Retype the material word for word.
[start]
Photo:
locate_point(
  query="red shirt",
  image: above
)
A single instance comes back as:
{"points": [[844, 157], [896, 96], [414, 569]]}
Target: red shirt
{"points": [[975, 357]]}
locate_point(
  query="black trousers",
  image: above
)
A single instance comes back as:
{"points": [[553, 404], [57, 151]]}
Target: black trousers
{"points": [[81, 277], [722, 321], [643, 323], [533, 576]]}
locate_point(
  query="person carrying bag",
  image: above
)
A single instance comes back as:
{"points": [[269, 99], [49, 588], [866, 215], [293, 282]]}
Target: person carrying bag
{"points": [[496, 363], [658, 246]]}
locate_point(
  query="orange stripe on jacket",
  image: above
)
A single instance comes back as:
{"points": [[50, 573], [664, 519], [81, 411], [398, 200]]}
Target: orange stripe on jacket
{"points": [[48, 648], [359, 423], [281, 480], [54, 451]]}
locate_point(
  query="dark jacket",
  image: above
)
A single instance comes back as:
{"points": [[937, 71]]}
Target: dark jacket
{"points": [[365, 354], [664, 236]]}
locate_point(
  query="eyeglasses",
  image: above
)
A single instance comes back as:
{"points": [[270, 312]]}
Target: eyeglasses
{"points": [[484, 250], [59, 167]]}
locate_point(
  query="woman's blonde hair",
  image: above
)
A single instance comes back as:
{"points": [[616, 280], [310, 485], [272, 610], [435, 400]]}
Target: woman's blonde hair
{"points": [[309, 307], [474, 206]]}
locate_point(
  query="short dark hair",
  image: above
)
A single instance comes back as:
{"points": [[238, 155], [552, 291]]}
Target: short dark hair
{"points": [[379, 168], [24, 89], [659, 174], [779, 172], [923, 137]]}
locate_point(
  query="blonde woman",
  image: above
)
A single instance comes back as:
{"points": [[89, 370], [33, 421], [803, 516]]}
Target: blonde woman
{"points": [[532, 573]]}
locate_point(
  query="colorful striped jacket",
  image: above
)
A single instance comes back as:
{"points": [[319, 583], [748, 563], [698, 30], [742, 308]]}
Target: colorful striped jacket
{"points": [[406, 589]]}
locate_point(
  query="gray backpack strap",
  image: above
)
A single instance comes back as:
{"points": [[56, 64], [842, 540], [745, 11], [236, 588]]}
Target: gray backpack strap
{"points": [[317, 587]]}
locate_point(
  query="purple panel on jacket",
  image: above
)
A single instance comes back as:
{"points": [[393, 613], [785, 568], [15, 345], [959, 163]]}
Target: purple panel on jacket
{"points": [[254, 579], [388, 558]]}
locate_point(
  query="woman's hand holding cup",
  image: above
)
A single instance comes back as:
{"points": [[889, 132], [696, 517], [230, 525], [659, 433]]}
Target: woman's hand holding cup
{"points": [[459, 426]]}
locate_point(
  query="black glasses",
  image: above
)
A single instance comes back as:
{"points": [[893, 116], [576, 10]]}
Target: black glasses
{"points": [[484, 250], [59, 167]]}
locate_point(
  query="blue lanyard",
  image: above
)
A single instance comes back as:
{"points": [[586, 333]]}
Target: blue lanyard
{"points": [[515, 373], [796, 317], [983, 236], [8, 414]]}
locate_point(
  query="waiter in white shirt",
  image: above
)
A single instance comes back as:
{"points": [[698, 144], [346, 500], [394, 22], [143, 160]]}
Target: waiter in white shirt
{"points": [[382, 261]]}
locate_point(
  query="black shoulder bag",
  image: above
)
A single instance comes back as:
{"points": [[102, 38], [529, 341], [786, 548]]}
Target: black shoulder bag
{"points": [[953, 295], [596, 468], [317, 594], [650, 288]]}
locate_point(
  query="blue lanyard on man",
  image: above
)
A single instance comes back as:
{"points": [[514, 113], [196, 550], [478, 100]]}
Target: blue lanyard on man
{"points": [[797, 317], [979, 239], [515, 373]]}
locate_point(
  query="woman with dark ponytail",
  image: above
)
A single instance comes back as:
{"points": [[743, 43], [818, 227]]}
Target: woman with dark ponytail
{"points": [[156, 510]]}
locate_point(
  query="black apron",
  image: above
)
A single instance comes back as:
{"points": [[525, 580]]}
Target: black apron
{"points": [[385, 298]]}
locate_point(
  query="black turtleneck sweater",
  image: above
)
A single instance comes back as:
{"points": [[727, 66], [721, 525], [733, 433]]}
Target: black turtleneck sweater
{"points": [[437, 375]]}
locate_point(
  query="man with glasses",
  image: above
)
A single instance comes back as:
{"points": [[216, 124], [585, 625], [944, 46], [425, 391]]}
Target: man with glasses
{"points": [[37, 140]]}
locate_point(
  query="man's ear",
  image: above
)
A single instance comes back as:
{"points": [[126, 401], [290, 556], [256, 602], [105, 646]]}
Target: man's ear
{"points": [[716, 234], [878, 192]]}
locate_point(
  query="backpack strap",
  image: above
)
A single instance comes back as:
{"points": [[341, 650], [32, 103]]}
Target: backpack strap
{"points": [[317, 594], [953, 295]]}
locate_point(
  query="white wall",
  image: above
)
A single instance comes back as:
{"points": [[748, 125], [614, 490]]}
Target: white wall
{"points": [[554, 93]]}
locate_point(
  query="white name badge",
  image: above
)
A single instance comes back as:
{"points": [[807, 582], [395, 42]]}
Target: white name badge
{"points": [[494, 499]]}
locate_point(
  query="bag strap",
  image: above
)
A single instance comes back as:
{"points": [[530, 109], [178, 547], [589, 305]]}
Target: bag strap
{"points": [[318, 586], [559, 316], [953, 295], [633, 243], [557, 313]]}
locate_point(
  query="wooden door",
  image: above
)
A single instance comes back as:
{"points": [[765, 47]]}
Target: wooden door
[end]
# SOLUTION
Photo:
locate_point(
  query="red shirt",
  image: above
)
A single instance comes back as:
{"points": [[844, 157], [896, 96], [414, 569]]}
Target: red shirt
{"points": [[975, 357]]}
locate_point(
  query="black trousers",
  image: above
)
A single instance comes back as:
{"points": [[553, 404], [57, 151]]}
Target: black trousers
{"points": [[81, 277], [722, 321], [643, 323], [533, 576]]}
locate_point(
  query="person carrying bag",
  image: above
)
A single instance comes back as:
{"points": [[269, 99], [49, 588], [866, 215], [293, 282]]}
Target: person carrying bag
{"points": [[496, 363], [658, 246]]}
locate_point(
  query="orange stripe on jacket",
  image: above
)
A single instance comes back as:
{"points": [[50, 573], [664, 519], [81, 411], [398, 200]]}
Target: orange stripe on jacket
{"points": [[48, 648], [359, 423], [281, 480], [54, 451]]}
locate_point(
  query="dark jacket",
  image: above
)
A single instance comes back as:
{"points": [[937, 71]]}
Target: dark jacket
{"points": [[365, 354], [664, 236]]}
locate_point(
  query="eyeglasses",
  image: above
)
A single instance comes back as:
{"points": [[270, 312]]}
Target: eyeglasses
{"points": [[484, 250], [59, 167]]}
locate_point(
  query="woman's blonde hair",
  image: above
)
A single instance comes back as:
{"points": [[616, 280], [310, 485], [272, 610], [435, 400]]}
Target: woman's blonde hair
{"points": [[309, 307], [474, 206]]}
locate_point(
  query="short dark hair",
  image: above
)
A single instance comes back as:
{"points": [[238, 155], [552, 291]]}
Target: short dark hair
{"points": [[379, 168], [24, 89], [659, 174], [779, 172], [923, 137]]}
locate_point(
  query="blonde woman",
  image: above
)
A single instance comes back as:
{"points": [[89, 370], [33, 421], [803, 516]]}
Target: blonde woman
{"points": [[532, 573]]}
locate_point(
  query="colorful striped jacket",
  image: above
)
A single instance comes back as:
{"points": [[319, 583], [748, 563], [698, 30], [742, 308]]}
Target: colorful striped jacket
{"points": [[406, 589]]}
locate_point(
  query="gray backpack strap",
  image: above
)
A single instance comes back as:
{"points": [[56, 64], [842, 540], [745, 11], [236, 588]]}
Target: gray backpack strap
{"points": [[317, 587]]}
locate_point(
  query="purple panel on jacket",
  image: above
)
A single instance comes back as:
{"points": [[393, 613], [785, 568], [15, 345], [959, 163]]}
Target: purple panel on jacket
{"points": [[254, 579], [388, 558]]}
locate_point(
  query="woman's hand holding cup",
  image: above
)
A single instance comes back as:
{"points": [[889, 132], [696, 517], [230, 525], [659, 433]]}
Target: woman's hand holding cup
{"points": [[459, 426]]}
locate_point(
  query="black glasses",
  image: above
)
A single instance comes back as:
{"points": [[893, 116], [576, 10]]}
Target: black glasses
{"points": [[484, 250], [59, 167]]}
locate_point(
  query="blue lanyard",
  image: above
)
A single instance comes back as:
{"points": [[586, 333]]}
Target: blue lanyard
{"points": [[515, 373], [796, 317], [983, 236], [8, 414]]}
locate_point(
  query="waiter in white shirt",
  image: above
)
A single instance comes back as:
{"points": [[698, 144], [346, 500], [394, 22], [143, 160]]}
Target: waiter in white shirt
{"points": [[382, 261]]}
locate_point(
  query="black shoulder bag",
  image: above
)
A single instance comes back as:
{"points": [[102, 38], [529, 341], [786, 548]]}
Target: black shoulder bag
{"points": [[953, 295], [596, 468], [317, 594], [650, 288]]}
locate_point(
  query="blue lanyard on man",
  image: above
)
A single instance comes back as:
{"points": [[514, 113], [196, 550], [478, 100]]}
Target: blue lanyard on man
{"points": [[797, 317], [979, 239], [515, 373]]}
locate_point(
  query="woman with dark ponytail",
  image: above
)
A single instance comes back as:
{"points": [[743, 43], [818, 227]]}
Target: woman with dark ponytail
{"points": [[156, 510]]}
locate_point(
  query="black apron",
  image: above
)
A single instance comes back as:
{"points": [[525, 580]]}
Target: black apron
{"points": [[385, 298]]}
locate_point(
  query="black turtleneck sweater",
  image: above
)
A single instance comes back as:
{"points": [[727, 66], [721, 525], [733, 433]]}
Target: black turtleneck sweater
{"points": [[437, 375]]}
locate_point(
  query="man with glasses",
  image: above
)
A single instance comes back as:
{"points": [[216, 124], [585, 625], [944, 46], [425, 391]]}
Target: man with glasses
{"points": [[37, 140]]}
locate_point(
  query="man's ear",
  image: above
)
A single instance comes back as:
{"points": [[126, 401], [290, 556], [256, 602], [105, 646]]}
Target: man's ear
{"points": [[716, 234], [878, 192]]}
locate_point(
  query="backpack strap",
  image: above
)
A single instance comes back as:
{"points": [[341, 650], [32, 103]]}
Target: backpack strap
{"points": [[317, 594], [953, 295]]}
locate_point(
  query="white wall",
  image: above
)
A single instance comes back as:
{"points": [[748, 125], [614, 490]]}
Target: white wall
{"points": [[554, 93]]}
locate_point(
  query="white name badge",
  image: above
)
A single instance comes back as:
{"points": [[807, 582], [395, 42]]}
Target: white name badge
{"points": [[494, 499]]}
locate_point(
  query="bag strap",
  image: above
)
A single instance comes back as:
{"points": [[530, 109], [178, 547], [589, 305]]}
Target: bag strap
{"points": [[318, 586], [559, 316], [953, 295], [633, 243], [557, 313]]}
locate_point(
  query="wooden door",
  image: above
)
A single instance comes back as:
{"points": [[765, 47]]}
Target: wooden door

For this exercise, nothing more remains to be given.